(ENUNCIADO 1)
Responda, com base no texto sobre atividades neutras e lavagem de dinheiro:
(a) O dolo ou o mero conhecimento bastam para determinar a relevância penal da conduta?
(b) Em qual nível da teoria da imputação objetiva deve ser resolvida a questão da neutralidade das condutas?
(c) Como o texto classifica a conexão da ação inicialmente neutra com a realização de um delito por outro em relação à tipicidade da conduta?
(ENUNCIADO 2) Troque "railing post" por "fence post" nos registros, começando no início deles e terminando na linha que contém "(1220, 546)", incluídas as duas pontas. Reescreva somente essas linhas, mantendo todo o resto inalterado.

:: TEXTO DE REFERÊNCIA

Também deve ser analisado que tipo de conexão há entre a atividade neutra e o lavador de capitais. De acordo com isso, a conexão da ação inicialmente neutra com a realização de um delito realizado por outro é requisito necessário, em que pese seja insuficiente para afirmar a tipicidade da conduta. É pressuposto da tipicidade, mas não é elemento que decide a relevância penal da conduta. Somente a concorrência de especiais circunstâncias que permitam concluir pela existência de forma clara e unívoca de uma especial relação de sentido delitivo entre a conduta inicialmente neutra e o delito pode modificar o caráter neutro da conduta e convertê-la em típica [10].
De acordo com o exposto, não é qualquer “colaboração” de uma atividade profissional que “favoreça” a atividade de lavagem de dinheiro que pode ser justificada como típica. O dolo ou o mero conhecimento não são suficientes para determinar a relevância penal da conduta, mesmo quando os conhecimentos especiais do autor devam ser considerados para a determinação da tipicidade da concreta conduta analisada [11].
Como afirmamos no início deste trabalho, dentro do marco da tipicidade objetiva é que se resolve o problema das atividades neutras ou quotidianas com relação ao delito de lavagem de dinheiro. A questão da neutralidade das condutas e sua relevância penal devem ser resolvidas no primeiro nível da teoria da imputação objetiva, ou seja, na imputação do comportamento.
Utilizando-se corretamente desses critérios da teoria da imputação objetiva, limita-se de forma correta determinados comportamentos que aparentam um caráter delitivo, porém, que se restringem às prestações quotidianas de atividades profissionais.

::::
:: MATERIAL A PROCESSAR

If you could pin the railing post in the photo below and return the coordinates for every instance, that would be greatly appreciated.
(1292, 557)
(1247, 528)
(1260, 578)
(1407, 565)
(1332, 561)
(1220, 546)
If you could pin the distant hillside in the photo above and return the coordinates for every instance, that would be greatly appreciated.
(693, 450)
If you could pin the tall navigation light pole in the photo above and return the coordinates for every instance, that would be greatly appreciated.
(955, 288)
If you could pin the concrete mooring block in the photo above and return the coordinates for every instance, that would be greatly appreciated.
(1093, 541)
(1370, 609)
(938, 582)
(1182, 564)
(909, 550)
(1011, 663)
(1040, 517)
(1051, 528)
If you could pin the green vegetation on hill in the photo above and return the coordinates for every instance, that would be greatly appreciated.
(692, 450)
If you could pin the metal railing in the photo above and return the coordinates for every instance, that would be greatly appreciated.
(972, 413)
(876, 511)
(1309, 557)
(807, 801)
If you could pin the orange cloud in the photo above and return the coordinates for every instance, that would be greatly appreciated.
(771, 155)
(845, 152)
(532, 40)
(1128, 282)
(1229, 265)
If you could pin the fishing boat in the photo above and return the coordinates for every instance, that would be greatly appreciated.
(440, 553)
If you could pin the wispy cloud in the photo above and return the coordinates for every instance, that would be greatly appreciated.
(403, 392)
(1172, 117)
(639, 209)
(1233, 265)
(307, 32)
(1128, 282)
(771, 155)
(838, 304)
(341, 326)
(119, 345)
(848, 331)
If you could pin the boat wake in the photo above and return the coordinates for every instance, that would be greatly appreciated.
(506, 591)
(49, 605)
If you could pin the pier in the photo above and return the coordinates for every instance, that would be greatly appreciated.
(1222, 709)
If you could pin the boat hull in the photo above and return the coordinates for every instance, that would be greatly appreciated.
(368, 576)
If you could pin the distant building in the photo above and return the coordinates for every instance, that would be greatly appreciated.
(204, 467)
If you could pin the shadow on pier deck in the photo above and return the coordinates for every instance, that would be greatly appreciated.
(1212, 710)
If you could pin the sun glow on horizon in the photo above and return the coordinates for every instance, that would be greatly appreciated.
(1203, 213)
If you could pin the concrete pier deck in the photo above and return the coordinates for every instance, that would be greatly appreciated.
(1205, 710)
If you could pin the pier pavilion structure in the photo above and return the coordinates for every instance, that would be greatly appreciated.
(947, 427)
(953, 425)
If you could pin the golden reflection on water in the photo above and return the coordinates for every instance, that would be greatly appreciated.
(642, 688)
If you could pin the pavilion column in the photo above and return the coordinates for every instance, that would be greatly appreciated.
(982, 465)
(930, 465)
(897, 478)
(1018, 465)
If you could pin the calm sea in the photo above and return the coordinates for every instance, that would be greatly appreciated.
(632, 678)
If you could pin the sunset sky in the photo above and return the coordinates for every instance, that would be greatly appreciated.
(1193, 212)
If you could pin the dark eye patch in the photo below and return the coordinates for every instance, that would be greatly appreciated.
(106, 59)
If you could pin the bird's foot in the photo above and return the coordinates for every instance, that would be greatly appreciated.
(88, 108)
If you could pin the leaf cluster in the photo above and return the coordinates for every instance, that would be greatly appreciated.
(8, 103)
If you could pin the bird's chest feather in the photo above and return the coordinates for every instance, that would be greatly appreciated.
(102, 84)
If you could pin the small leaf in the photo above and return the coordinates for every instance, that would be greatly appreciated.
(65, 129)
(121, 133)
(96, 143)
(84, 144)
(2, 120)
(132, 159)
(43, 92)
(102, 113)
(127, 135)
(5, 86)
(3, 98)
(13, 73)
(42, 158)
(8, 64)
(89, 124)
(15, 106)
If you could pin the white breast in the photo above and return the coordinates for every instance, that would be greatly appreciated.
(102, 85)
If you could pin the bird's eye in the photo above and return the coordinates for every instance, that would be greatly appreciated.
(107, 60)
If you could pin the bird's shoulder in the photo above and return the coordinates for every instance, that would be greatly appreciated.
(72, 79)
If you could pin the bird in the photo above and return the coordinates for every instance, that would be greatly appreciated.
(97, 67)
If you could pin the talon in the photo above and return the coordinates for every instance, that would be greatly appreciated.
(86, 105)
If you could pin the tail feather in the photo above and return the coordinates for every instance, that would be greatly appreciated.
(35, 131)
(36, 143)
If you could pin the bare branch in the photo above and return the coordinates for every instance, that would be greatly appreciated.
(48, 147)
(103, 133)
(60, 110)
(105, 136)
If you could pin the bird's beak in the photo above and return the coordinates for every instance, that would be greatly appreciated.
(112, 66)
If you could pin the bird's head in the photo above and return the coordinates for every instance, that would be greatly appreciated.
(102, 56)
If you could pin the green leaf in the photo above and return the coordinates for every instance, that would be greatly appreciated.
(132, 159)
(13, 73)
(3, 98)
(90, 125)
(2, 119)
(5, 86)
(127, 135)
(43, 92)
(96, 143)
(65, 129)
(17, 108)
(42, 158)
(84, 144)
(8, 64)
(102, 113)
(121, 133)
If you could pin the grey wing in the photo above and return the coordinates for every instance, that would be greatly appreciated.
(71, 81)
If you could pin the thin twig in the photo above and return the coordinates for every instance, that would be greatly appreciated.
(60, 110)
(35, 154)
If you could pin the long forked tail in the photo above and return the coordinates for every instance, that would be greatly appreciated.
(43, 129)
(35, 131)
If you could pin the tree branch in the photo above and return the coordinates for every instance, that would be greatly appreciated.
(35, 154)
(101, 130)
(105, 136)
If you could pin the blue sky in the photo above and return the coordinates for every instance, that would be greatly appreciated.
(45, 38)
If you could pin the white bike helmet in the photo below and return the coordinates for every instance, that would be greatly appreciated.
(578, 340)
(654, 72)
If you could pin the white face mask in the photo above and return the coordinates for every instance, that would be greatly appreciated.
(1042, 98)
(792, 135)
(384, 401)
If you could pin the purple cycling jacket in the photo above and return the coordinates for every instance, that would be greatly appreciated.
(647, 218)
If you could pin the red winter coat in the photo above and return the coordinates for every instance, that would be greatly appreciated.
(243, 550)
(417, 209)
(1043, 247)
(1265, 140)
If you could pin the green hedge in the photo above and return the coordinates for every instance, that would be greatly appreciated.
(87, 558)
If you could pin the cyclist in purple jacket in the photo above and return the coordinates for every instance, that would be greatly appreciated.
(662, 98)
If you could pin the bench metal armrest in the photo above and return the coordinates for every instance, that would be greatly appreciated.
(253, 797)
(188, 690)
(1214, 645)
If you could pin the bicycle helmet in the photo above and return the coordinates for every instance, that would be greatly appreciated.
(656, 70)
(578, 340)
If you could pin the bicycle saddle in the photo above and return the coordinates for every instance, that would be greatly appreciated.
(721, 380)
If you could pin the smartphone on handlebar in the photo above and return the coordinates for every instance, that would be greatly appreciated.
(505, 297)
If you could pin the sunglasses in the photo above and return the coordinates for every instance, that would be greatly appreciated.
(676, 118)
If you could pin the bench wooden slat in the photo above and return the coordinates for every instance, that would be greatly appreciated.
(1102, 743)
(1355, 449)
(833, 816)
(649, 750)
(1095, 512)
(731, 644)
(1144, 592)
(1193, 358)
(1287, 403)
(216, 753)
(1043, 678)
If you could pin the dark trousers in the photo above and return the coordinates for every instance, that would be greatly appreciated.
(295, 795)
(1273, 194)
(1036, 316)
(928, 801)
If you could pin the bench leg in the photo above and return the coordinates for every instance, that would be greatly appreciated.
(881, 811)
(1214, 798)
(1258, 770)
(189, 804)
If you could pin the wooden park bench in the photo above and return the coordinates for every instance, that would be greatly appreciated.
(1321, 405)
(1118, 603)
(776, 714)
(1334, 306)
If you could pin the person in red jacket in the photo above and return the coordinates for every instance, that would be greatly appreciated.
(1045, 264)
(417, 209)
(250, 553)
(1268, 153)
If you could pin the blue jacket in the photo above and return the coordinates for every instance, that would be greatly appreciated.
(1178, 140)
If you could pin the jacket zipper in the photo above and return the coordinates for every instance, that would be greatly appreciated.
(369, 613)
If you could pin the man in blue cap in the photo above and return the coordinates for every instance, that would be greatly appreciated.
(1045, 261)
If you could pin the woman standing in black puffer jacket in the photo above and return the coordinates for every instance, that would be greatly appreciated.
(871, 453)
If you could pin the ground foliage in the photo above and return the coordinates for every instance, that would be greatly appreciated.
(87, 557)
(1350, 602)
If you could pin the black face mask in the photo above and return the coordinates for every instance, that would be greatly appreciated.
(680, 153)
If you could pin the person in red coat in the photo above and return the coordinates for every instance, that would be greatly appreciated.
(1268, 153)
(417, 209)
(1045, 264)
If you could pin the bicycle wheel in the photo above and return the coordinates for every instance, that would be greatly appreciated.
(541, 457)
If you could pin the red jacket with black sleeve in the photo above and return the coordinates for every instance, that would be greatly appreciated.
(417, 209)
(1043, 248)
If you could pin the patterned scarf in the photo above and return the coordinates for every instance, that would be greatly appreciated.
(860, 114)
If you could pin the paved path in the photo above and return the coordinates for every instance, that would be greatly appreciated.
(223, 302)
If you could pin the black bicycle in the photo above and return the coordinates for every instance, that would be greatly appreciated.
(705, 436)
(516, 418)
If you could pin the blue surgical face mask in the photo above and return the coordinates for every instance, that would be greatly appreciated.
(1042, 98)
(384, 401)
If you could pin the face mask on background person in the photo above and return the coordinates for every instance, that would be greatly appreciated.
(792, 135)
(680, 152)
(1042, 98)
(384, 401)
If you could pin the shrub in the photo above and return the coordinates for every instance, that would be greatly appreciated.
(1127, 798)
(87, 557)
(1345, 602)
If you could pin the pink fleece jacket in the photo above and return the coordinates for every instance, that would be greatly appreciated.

::::

(RESOLUÇÃO 1)
(a) Não, eles não são suficientes para determinar a relevância penal da conduta.
(b) No primeiro nível, ou seja, na imputação do comportamento.
(c) Como requisito necessário, embora insuficiente para afirmar a tipicidade da conduta.

(RESOLUÇÃO 2)
If you could pin the fence post in the photo below and return the coordinates for every instance, that would be greatly appreciated.
(1292, 557)
(1247, 528)
(1260, 578)
(1407, 565)
(1332, 561)
(1220, 546)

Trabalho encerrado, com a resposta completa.